— begin Document segment —

So as we near the end of our two week development at Arts House, I want to scribble a few thoughts on the topic of, what is Modelling Play, and why are we doing it. It’s not unusual I think to start developing a work exploring one question or idea and end up somewhere very very different from where you began. In a way I think Modelling Play is well on track with the initial impulse towards this new project back in 2011 – in other ways it’s travelled a huge distance and it’s barely recognisable.
So what is this show? Well it’s an interactive performance for a group of about 20-25 people seated around a table. It’s a theatre show incorporating a lot of elements drawn from board games. It’s a performance lecture exploring concepts from systems science and modelling. It’s the story of a music festival on the edge of disaster and the musicians, audience and crew that try to bring it safely through.

— end Document segment —
— begin Provided data —

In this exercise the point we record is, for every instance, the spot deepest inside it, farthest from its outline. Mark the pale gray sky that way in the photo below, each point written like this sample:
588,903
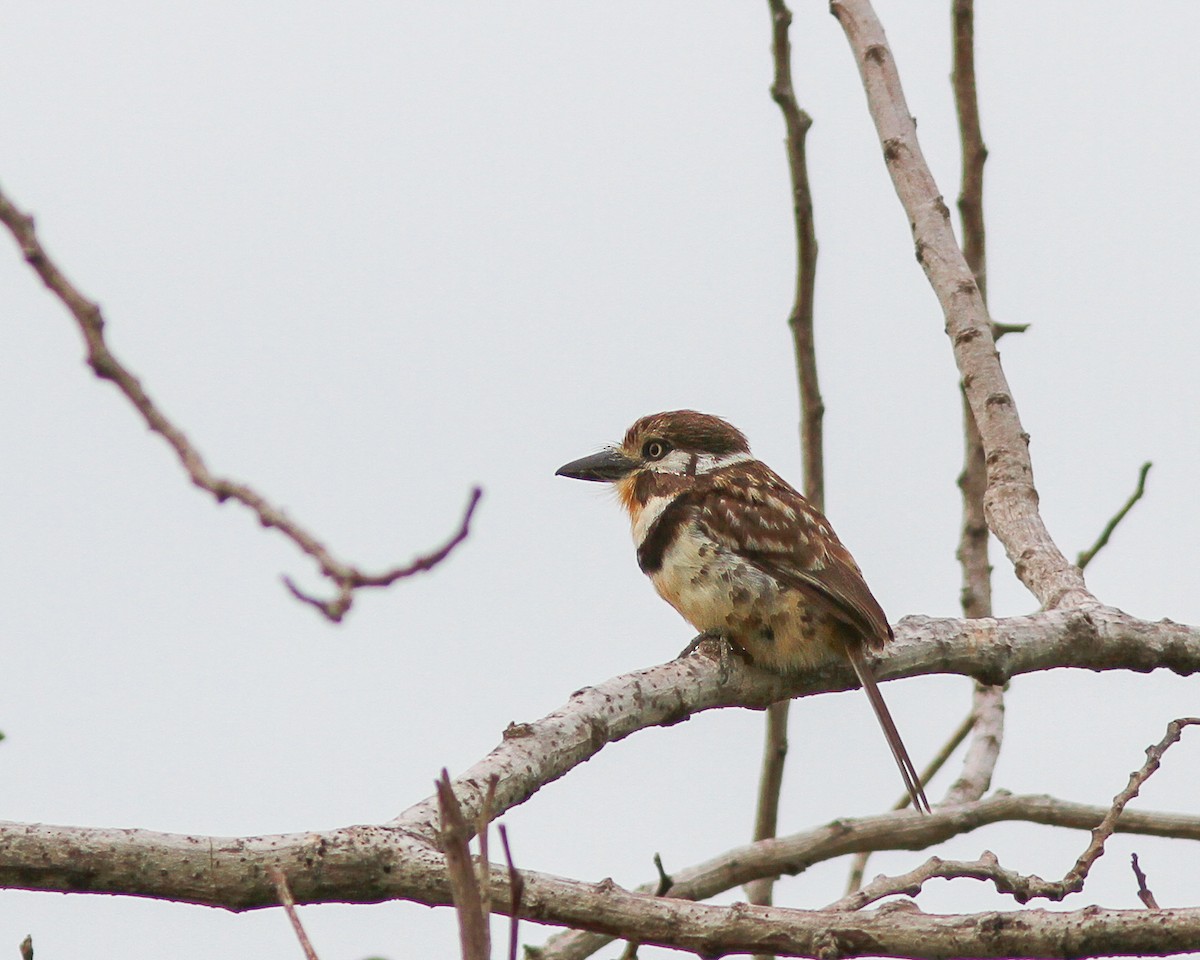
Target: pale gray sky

— end Provided data —

Extend the piece about developing Modelling Play at Arts House by writing what comes after its final sentence.

It’s a lot of fun. This is important. The story is funny (if a little too close to comfort for anyone who’s ever had to organise a major event) and the boardgames are exciting and satisfying. This is where boardgaming has jumped ahead of a lot of interactive theatre / live art practice – the best boardgames have really perfected the art of engendering an instantly pleasant interaction. You don’t need to memorise complicated rules or tables, you don’t need to risk your dignity being pulled onto a stage or given instructions you don’t understand. Boardgames – at least the boardgames we’ve been drawing on for this project – focus on creating fun inviting experiences. And that’s what Modelling Play has felt like. We’ve had audiences of all ages and backgrounds in our scratch performances getting excited and invested in building their festival site out of wooden blocks, managing crowds of sugar and getting equipment onstage in time for concerts. It’s always pleasant to see the audience high-fiving each other after achieving something as a team.
But through this residency we’ve come back to the central question of the show, which is the science. We’re not making a show about boardgaming or running your own music festival, as fun as those two things are. The central question is the science. And this is interesting, because I think things have shifted – or maybe it’s better to say, they’ve come into focus.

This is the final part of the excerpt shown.